#### WORK INSTRUCTIONS:
Reproduce the passage of the interim decision that begins at the words "3The respondents now" and ends after "rely on it.".

HUMAN RIGHTS TRIBUNAL OF ONTARIO
B E T W E E N:
Maria Galipo
Applicant
-and-
St. George Property Management Inc.
Respondent
AND B E T W E E N:
Maria Galipo
Applicant
-and-
Metropolitan Toronto Condominium Corporation #658
Respondent
INTERIM DECISION
Adjudicator: Judith Hinchman
Indexed as: Galipo v. St. George Property Management
written submissions BY
Maria Galipo, Applicant ) Michael Weissenborn,
) Counsel
St. George Property Management Inc. and ) Raj Anand,
Metropolitan Toronto Condominium Corporation ) Counsel
#658, Respondents )
1The applicant filed two complaints dated August 5, 2005 (the “Complaints”) with the Ontario Human Rights Commission (the “Commission”) alleging a breach of the Human Rights Code R.S.O. 1990, c. H.19, as amended (the “Code”) by the respondents. The applicant abandoned the Complaints and filed Applications TR-0558-09 and TR-0558-09 (the “Applications”) with the Human Rights Tribunal of Ontario (the “Tribunal”) pursuant to s. 53(5) of Part VI of the Code. By previous order of the Tribunal, these two files are being processed together. The applicant alleges discrimination in relation to housing accommodation on the basis of disability and reprisal.
2This Interim Decision addresses the respondents’ Request for reconsideration of the Tribunal’s Interim Decision, 2009 HRTO 1704 (the “Interim Decision”). That Interim Decision denied the respondents’ request that certain issues in these Applications be dismissed pursuant to s. 34(11) or s. 45.1 of the Code, or as an abuse of process on the basis of a previous settlement by the parties. The respondents relied on the existence of a Parking Agreement but had not submitted it to the Tribunal.
3The respondents now request that the Interim Decision be reconsidered on the basis that the document was inadvertently omitted from their submissions and is a central document showing that the parties had settled the accommodation issues raised in the Applications. The respondents claim that they inadvertently failed to attach a Parking Agreement that “is the principal piece of evidence demonstrating that the “accommodation” aspect of this case has already been settled in writing by the parties.” The respondents state that they did not realize the Parking Agreement had been missing from their submissions until they received the Interim Decision. The applicant has not disputed the existence of the Parking Agreement or that the respondents sought to rely on it.
4The respondents have now filed the Parking Agreement, and after reviewing it, the Tribunal directed the parties to make submissions on the request.
5This Interim Decision also addresses the respondents’ request that the personal respondents be removed from the Applications.
THE PARKING AGREEMENT
6In her Complaints, filed August 5, 2005, the applicant states that she has a disability (claustrophobia and panic disorder) and required above ground parking as an accommodation. She claimed to have requested this accommodation and been unfairly denied it.

Data listing
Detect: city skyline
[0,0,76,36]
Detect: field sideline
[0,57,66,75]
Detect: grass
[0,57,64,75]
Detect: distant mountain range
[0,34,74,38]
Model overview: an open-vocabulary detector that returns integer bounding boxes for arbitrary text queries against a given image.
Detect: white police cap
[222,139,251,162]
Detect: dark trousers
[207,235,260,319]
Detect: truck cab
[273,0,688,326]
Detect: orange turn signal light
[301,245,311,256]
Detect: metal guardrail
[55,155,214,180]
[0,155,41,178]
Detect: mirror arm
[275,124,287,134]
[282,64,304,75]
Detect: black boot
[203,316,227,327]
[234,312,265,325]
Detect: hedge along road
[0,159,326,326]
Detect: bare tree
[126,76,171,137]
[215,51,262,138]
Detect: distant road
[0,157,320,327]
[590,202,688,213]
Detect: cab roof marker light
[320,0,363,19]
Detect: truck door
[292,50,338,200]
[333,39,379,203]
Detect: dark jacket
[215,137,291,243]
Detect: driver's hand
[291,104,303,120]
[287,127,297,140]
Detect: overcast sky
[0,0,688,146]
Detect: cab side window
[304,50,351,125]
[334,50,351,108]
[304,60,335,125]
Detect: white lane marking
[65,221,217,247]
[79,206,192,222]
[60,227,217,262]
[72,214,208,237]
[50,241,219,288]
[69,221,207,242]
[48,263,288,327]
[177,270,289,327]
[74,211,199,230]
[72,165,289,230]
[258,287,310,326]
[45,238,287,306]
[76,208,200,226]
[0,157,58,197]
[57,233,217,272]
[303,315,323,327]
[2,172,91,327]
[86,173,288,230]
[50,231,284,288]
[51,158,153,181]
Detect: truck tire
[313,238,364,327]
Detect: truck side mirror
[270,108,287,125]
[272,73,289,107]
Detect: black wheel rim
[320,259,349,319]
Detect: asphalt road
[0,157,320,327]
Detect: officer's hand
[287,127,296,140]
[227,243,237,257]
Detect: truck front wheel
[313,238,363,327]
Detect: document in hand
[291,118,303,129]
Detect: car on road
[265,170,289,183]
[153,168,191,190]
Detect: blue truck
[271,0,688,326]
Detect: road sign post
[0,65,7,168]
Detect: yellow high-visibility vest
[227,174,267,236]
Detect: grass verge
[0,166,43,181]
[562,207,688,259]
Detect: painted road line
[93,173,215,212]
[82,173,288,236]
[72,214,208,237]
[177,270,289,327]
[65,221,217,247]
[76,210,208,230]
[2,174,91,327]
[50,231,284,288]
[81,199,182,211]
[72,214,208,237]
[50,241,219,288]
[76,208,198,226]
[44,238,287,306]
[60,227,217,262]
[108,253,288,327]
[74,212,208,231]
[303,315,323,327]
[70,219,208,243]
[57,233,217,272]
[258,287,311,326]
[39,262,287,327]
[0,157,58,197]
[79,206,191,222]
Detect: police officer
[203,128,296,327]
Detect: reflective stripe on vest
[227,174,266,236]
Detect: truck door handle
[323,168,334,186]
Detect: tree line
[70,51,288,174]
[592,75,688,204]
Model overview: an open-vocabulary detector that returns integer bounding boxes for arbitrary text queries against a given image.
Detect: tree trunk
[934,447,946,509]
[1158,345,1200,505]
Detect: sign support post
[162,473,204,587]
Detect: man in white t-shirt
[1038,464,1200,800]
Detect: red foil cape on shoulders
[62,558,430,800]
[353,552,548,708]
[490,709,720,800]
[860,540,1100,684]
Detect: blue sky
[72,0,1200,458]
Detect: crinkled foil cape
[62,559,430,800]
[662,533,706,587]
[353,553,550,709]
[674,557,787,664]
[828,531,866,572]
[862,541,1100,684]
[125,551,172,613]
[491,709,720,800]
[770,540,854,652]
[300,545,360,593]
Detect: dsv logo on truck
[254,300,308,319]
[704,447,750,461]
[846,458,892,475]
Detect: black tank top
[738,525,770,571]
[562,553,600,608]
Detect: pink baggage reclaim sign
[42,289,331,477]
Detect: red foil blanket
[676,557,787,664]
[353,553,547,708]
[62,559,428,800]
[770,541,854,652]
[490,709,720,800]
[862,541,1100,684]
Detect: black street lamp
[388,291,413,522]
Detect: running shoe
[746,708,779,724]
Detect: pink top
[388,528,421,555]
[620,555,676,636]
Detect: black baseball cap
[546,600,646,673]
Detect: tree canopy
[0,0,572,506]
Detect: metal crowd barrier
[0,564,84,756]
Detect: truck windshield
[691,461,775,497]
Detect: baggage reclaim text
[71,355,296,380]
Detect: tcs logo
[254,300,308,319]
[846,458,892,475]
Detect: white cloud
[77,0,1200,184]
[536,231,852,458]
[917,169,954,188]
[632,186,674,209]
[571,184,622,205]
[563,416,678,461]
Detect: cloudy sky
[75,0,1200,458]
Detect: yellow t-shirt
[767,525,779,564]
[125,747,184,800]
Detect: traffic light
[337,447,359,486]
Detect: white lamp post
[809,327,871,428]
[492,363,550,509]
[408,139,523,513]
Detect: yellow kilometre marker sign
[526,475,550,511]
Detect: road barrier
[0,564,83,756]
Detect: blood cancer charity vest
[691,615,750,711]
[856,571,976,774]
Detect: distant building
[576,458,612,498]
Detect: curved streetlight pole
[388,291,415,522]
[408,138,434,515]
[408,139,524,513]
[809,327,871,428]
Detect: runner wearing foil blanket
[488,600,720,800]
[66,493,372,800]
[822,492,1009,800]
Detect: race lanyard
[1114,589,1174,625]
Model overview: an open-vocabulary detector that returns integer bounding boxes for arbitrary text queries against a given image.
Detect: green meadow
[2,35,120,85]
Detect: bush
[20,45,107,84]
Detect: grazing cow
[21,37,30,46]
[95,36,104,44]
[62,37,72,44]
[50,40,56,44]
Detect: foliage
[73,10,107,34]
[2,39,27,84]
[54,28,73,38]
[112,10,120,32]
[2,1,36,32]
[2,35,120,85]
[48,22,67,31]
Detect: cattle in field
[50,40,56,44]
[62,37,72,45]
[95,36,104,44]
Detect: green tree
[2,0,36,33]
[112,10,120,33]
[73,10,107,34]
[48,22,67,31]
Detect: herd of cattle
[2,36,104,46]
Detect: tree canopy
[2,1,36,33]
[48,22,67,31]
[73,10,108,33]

#### ANSWER TO THE TASK:
3The respondents now request that the Interim Decision be reconsidered on the basis that the document was inadvertently omitted from their submissions and is a central document showing that the parties had settled the accommodation issues raised in the Applications. The respondents claim that they inadvertently failed to attach a Parking Agreement that “is the principal piece of evidence demonstrating that the “accommodation” aspect of this case has already been settled in writing by the parties.” The respondents state that they did not realize the Parking Agreement had been missing from their submissions until they received the Interim Decision. The applicant has not disputed the existence of the Parking Agreement or that the respondents sought to rely on it.